[begin Records to use]

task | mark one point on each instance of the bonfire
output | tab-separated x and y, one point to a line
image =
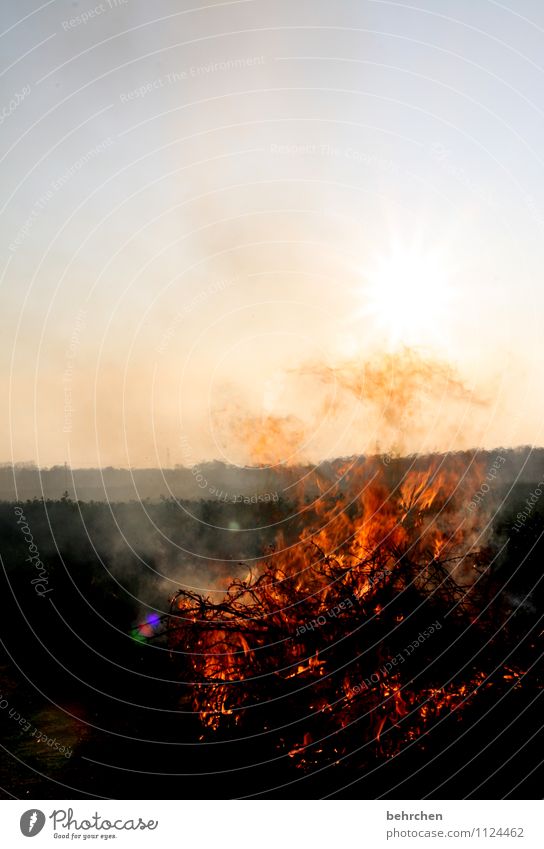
338	644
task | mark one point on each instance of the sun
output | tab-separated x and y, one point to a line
406	295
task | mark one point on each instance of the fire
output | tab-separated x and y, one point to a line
341	634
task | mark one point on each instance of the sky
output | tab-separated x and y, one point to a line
208	207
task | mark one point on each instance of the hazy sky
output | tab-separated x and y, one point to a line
201	202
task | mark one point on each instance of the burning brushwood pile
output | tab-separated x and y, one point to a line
378	623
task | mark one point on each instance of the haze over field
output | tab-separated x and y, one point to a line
210	217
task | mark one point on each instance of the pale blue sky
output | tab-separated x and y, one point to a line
169	170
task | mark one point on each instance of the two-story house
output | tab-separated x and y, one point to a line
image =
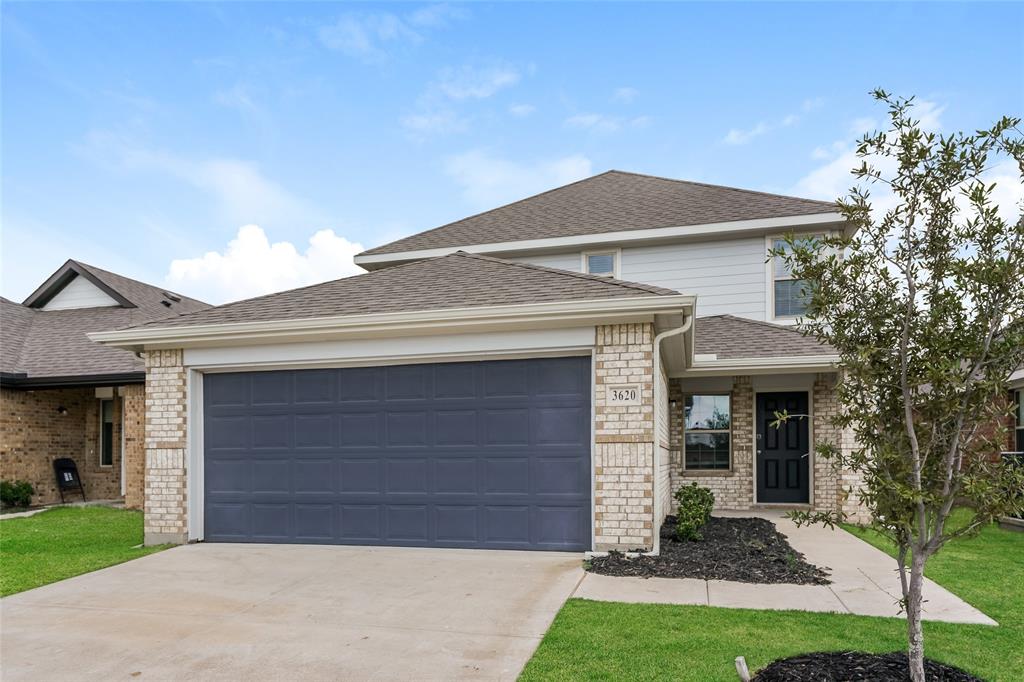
539	376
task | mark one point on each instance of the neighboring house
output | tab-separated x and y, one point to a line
540	376
64	395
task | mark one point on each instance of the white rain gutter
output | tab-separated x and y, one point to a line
660	405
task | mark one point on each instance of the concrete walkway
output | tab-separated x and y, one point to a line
864	582
290	612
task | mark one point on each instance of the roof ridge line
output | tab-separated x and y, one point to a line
580	275
492	210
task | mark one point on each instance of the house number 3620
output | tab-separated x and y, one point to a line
624	395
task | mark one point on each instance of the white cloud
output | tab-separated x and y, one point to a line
434	122
521	111
601	123
369	36
737	136
487	181
473	82
625	94
251	265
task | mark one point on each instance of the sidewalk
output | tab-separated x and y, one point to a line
864	582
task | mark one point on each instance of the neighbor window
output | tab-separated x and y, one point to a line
602	264
105	433
792	296
707	432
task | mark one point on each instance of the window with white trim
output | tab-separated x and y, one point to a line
105	433
601	263
707	432
791	296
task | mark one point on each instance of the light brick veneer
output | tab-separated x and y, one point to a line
624	456
166	433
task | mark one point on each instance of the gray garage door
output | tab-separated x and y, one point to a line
489	455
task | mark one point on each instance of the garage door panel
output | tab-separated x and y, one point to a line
270	432
315	431
407	522
360	475
406	429
360	429
493	454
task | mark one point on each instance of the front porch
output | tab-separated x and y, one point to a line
722	438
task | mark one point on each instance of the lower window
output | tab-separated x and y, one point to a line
708	432
105	433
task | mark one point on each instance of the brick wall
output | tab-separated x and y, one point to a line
33	433
134	407
166	511
624	454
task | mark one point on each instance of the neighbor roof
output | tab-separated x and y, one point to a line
611	202
40	347
456	281
730	338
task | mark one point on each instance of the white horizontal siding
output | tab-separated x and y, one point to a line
79	293
727	275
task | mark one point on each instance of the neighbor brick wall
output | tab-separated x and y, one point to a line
624	454
166	433
33	433
134	406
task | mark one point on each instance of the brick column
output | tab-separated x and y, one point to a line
624	456
133	397
166	434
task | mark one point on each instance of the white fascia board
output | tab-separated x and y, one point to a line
413	323
761	366
369	261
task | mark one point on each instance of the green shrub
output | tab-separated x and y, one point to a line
694	509
15	494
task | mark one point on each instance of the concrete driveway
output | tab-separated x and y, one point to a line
280	612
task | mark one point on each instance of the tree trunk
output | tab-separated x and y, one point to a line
915	636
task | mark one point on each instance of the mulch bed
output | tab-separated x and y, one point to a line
855	667
745	550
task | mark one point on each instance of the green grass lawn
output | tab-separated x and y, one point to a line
592	640
65	542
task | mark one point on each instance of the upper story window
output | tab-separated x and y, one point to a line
602	263
790	296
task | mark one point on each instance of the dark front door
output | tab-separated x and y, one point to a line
493	455
783	452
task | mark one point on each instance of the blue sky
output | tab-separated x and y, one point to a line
144	137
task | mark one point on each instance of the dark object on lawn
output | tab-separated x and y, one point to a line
694	508
15	494
855	667
68	478
744	550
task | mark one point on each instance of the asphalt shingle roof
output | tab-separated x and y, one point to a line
456	281
731	337
610	202
41	343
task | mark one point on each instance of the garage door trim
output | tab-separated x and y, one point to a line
195	384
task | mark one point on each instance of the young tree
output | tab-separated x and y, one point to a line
925	307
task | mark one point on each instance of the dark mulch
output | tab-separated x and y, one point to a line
855	667
745	550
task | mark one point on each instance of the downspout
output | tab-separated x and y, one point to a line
660	402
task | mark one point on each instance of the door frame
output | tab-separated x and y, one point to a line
196	462
810	442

[end Records to use]

Omit the pictures and reproduce the listing exactly.

Exercise solution ->
task | mark one point on each instance of the bonfire
output | tab-separated x and y, one point to a line
image =
338	644
task | mark one point on each instance of the sun
output | tab-separated x and y, one point to a line
406	295
task | mark one point on each instance of the fire
output | tab-separated x and y, one point to a line
341	634
task | mark one point on each instance of the sky
output | tab-separated x and y, one point to a line
208	207
task | mark one point on each instance of the hazy sky
output | tab-separated x and y, one point to a line
201	202
task | mark one point on each instance of the burning brushwood pile
output | tab-separated x and y, one point to a line
378	623
task | mark one point on each instance of the haze over field
output | tab-separated x and y, one point to a line
210	217
task | mark one point on each instance of the pale blue sky
output | tab-separated x and y, one point to a line
169	170
task | mark one point on each instance of the two-story house
output | tab-separated x and y, one point to a line
image =
539	376
task | mark one point on each instance of the neighboring house
output | tab-separated x and y, one point to a line
540	376
64	395
task | mark one point on each instance of the white rain gutter
output | tab-separated x and y, one point to a line
660	405
task | mark one point on each instance of the concrete walkway
output | tab-separated x and y, one point to a line
864	582
290	612
task | mark one point on each instance of the roof ridge line
output | tab-separated x and y, one point to a line
580	275
492	210
task | mark one point on each instance of the house number 3620
output | tab-separated x and y, one point to a line
624	395
task | mark one point on each instance of the white cloud
output | tab-separated x and y, one point to a line
434	122
521	111
601	123
369	36
737	136
487	181
473	82
625	94
251	265
task | mark one point on each instance of the sidewalk
output | tab-separated x and y, one point to a line
864	582
task | mark one point on each instance of the neighbor window
output | tab-separated x and y, one point to a line
602	264
105	433
792	296
707	432
task | mark one point on each instance of the window with white trim
output | tab-separated x and y, one point to a line
105	433
601	263
707	432
791	296
task | mark one point on each instance of the light brick veneer
output | tab-separated x and y, one point to a line
624	456
166	433
task | mark one point on each instance of the gray garage door
output | tab-separated x and y, one point to a line
489	455
task | mark one point on each instance of the garage door panel
output | tab-separated x and y, one point to a line
270	432
315	431
407	522
360	475
406	429
360	429
493	454
task | mark one point on each instance of the front porch
output | tab-separated x and y, one point to a line
722	438
task | mark one point on each instance of the lower window
output | tab-separated x and y, one point to a line
708	432
105	433
task | mark one point on each instance of the brick wall
output | tab-separated x and y, one point to a line
33	433
134	407
166	511
624	454
task | mark one point on each instance of the neighbor roof
output | tab-separated x and y, one point to a line
611	202
40	347
456	281
730	338
task | mark one point on each instance of the white horizontal siding
output | tab-separated x and y, one point to a line
79	293
727	275
task | mark one point on each instance of the neighbor brick wall
output | tab-separated x and y, one point to a line
624	454
166	433
33	433
134	406
task | mark one point on each instance of the brick column
output | tab-separated x and y, one point to a line
624	456
133	397
166	434
task | mark one point on each instance of the white fascia board
output | tab-separated x and y, one point to a line
413	323
761	366
369	261
task | mark one point on each instance of the green shrub
output | tab-separated x and y, one point to a line
694	509
15	494
task | mark one point on each instance of the concrete driveway
output | tab-separated x and y, one point to a line
280	612
task | mark one point on each instance of the tree trunk
output | tab-separated x and y, one point to a line
915	636
task | mark one point on each instance of the mulch bed
output | tab-separated x and y, one point to a line
855	667
745	550
task | mark one point on each instance of the green grass lawn
output | tab-separated x and y, one point to a line
592	640
65	542
task | mark one point on each instance of the upper story window
output | tab-separated x and y, one point to a line
602	263
790	296
task | mark one point on each instance of the dark front door
output | tab-separated x and y, one point to a line
493	455
783	452
task | mark one point on each instance of the blue sky
output | tab-separated x and y, one point to a line
144	137
task | mark one point on each instance of the dark object on lawn
output | tab-separated x and y, one point to a line
694	508
15	494
855	667
68	478
744	550
task | mark one point on each instance of the asphalt shingle roof
output | tab-separated x and y, one point to a line
456	281
731	337
610	202
41	343
task | mark one point on each instance of the garage door trim
output | tab-separated x and y, one point to a line
195	384
task | mark one point on each instance of the young tree
output | tab-separated x and y, one point to a line
925	307
task | mark one point on each instance of the dark mulch
output | tab-separated x and y, one point to a line
855	667
745	550
task | mark one point on each instance of the downspout
output | tab-separated x and y, one point to a line
660	402
task | mark one point on each instance of the door frame
output | tab-separated x and y, one point to a line
196	462
810	442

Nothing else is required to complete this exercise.